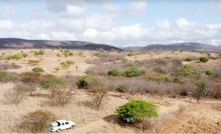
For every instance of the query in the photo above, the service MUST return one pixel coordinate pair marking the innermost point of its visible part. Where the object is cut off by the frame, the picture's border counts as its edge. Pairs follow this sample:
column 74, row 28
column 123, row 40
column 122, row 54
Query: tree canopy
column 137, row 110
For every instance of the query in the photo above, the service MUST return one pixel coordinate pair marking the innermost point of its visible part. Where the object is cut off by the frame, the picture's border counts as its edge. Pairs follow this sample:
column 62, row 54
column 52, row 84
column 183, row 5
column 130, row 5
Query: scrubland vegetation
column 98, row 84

• • • •

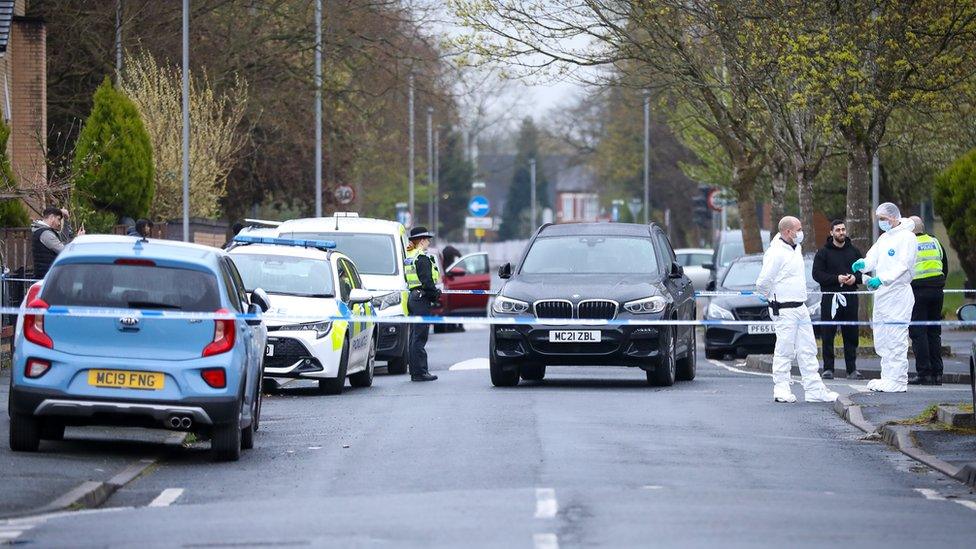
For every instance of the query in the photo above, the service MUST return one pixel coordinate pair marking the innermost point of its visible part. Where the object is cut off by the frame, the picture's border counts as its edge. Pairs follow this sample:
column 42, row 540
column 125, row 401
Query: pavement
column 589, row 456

• • • •

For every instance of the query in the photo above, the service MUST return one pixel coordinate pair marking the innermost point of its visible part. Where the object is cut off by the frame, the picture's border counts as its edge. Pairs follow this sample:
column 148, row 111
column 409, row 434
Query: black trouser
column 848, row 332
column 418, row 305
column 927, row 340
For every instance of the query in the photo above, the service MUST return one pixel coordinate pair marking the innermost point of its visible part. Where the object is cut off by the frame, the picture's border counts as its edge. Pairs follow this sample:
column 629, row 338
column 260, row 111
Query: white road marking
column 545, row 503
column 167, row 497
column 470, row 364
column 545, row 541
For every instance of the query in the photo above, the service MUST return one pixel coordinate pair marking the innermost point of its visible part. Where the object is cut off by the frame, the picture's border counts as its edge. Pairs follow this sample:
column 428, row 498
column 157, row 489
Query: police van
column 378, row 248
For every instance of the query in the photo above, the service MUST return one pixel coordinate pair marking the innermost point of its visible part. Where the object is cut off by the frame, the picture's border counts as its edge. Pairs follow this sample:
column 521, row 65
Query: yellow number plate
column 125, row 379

• • • •

▸ **Task item**
In the entries above, please find the line with "column 148, row 111" and the line with "column 260, row 111", then write out exactly those two lines and every line between them, and nothing more.

▸ **Written answer**
column 148, row 111
column 409, row 434
Query: black trouser
column 848, row 332
column 418, row 305
column 927, row 340
For every instance of the query in the photo above, the service MUST return one pixel coordinate pair marking the innermost point of its visible part. Where the object is cut off by the frame, the picture's border counts as its edge. Pairs follow this sample:
column 629, row 338
column 260, row 111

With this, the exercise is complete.